The Cucumbers’ 1988 Holiday on Ice Tour was, I believe, their first big East Coast outing. Based in Hoboken, NJ, I saw the quirky band play a couple of times around New York, and participated in an interview on cable access show Videowave. They were a cut-up for my (still) camera between takes.

The Undead seem to be more understandably popular now that they’re history than when they played the Mudd Club. Bobby Steele’s girlfriend at the time, Laurie, posed for the cover of FFanzeen wearing nothing but one of our tee-shirts while leaning on a hydrant. That is one of my biggest memory of the band. They did set the local – and then national – scene on fire with their scorching horror hardcore.

The Beach Blanket Blowout at the Palladium seems like a show that may have been inspired by some of the Ritz mash-ups that I loved, such as their Girls Night Out series. Here the performers include Joy Askew and Get Wet’s vox Sherri Beachfront. Then there’s the infamous Neon Leon. I didn’t go to this because, well, it was the Palladium, one the uncoolest venues for us club rats in the city. I believe they were trying to lure us in with some star acts of the downtown fashionistas.

While the Mudd Club had the reputation for occasional debauchery and some amazing acts, such as this night with the Fuzztones and the Chesterfield Kings, I rarely went there because their door policy was ridiculously prohibitive. For example, they would almost never let in two males who were together (but any females were always accepted, as look as they looked “good”). Why travel all the way to the club to find out you probably wouldn’t get in, even though one of my writers worked there. Good show + bad door policy / policing = fuck ‘em.

Speaking of debauchery, probably no club during the ‘80s had the repute of one that had been a grand church, the Limelight. While their shows were interesting, between sets they were basically another Palladium, filling the air with beats and scratching (I remember hearing a 20-minute version of Lauper’s “Girls Just Wa-wa-wa-wa-wa-n-n-n-n-n-na have f-f-f-f-f-f-f-f-f-un fun fun fun fun”). It was, however, an excellent venue for Peter Zaremba’s Love Delegation for their signing to Celluloid Records. Zaremba was and is an R&B man who mixed it with punk and garage maniacality (yes, I know there’s no such word… deal with it). As a Fleshtones’ side project, he got to play a more undiluted version of what he loves. (RIP Wendy Wild.)

Saturday, April 17, 2010

THE UNDEAD: Just a Modern Folk Band!

Text by Julia Masi, intro by Robert Barry Francos
Article & interview © 1982; RBF intro © 2010 by FFanzeen
Images from the Internet


The following article about New York-based hardcore metal band The Undead, led by ex-Misfits Bobby Steele, was originally published in FFanzeen magazine, issue #9, in 1982. It was written by Julia Masi.

While I never saw the Undead play (nor the Misfits, for that matter), I did get to hang out with Lori Wedding (of the band Suburban Berlin, who was Bobby Steele’s girlfriend at the time) and Julia, while Julia photographed her for the front cover of the issue. The one thing I remember her saying was that she was not attracted to handsome men (and so I hoped she did not find me winsome).

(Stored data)

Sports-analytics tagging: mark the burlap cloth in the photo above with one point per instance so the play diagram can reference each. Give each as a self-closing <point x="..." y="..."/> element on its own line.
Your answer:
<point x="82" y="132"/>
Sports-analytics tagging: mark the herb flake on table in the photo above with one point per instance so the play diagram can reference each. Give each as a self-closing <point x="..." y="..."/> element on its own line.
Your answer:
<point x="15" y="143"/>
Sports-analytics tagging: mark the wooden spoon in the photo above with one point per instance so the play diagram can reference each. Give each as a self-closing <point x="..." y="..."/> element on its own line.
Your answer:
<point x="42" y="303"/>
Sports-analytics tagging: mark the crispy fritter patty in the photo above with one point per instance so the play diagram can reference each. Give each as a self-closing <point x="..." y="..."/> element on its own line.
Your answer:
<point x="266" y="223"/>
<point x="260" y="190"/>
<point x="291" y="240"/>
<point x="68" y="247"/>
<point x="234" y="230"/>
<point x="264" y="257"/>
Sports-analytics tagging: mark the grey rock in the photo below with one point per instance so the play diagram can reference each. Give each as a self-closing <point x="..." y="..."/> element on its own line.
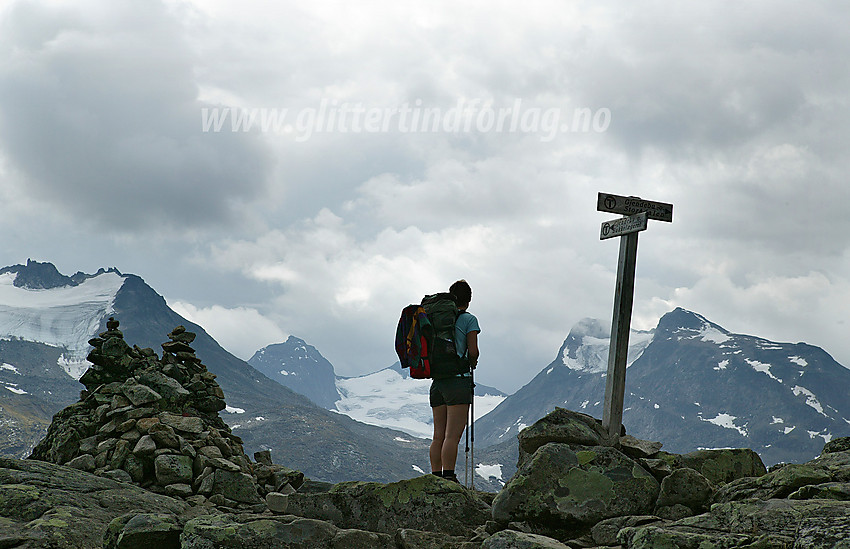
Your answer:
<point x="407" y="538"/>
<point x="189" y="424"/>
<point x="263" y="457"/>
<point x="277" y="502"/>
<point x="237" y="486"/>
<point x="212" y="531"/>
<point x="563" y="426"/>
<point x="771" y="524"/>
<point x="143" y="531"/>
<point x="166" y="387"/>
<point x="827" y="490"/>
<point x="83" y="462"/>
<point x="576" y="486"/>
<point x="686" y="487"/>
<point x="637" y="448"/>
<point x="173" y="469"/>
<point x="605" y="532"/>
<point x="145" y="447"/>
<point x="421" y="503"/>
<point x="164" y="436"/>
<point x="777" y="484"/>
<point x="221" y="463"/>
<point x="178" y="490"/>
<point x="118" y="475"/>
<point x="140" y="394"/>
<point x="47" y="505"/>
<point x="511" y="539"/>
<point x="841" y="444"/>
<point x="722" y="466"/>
==
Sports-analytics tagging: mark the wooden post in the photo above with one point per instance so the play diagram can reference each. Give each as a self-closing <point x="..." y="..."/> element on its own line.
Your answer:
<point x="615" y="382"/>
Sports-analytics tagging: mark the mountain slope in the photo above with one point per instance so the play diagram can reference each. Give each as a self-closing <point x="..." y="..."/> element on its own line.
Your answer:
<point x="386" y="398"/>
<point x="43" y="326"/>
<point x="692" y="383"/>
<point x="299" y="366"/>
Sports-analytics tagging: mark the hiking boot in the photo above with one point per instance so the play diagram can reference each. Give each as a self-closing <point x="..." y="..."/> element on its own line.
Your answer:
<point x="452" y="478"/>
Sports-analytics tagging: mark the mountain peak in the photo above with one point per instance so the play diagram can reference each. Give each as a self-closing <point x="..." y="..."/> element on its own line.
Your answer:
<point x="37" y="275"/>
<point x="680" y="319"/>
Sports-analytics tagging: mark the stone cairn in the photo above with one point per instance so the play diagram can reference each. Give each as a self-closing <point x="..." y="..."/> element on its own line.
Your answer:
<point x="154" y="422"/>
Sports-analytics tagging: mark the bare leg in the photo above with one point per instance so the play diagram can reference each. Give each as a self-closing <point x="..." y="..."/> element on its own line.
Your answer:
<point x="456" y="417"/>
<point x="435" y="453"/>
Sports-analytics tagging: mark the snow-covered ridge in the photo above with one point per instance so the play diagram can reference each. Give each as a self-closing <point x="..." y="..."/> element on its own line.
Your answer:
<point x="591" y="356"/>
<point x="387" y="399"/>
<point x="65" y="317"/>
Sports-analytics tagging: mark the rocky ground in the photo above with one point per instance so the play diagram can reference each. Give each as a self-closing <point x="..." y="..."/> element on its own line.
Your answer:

> YOUR TASKS
1 > Answer these questions about the text on New York bands and clubs:
(a) On which cable access show did the writer take part in an interview?
(b) To which record label did Peter Zaremba's Love Delegation sign?
(c) In which issue of FFanzeen was the article about the Undead first published?
2 > List every line of the listing above that contains the word "wooden".

> SOLUTIONS
1 >
(a) Videowave
(b) Celluloid Records
(c) Issue #9, in 1982

2 >
Sports-analytics tagging: mark the wooden spoon in the photo above with one point per instance so the play diagram can reference each. Give each as a self-closing <point x="..." y="..."/> element on its own line.
Sports-analytics tagging: mark the wooden post in the photo above with one point per instance so the play diagram can reference each. Give each as a self-closing <point x="..." y="..."/> element on its own line.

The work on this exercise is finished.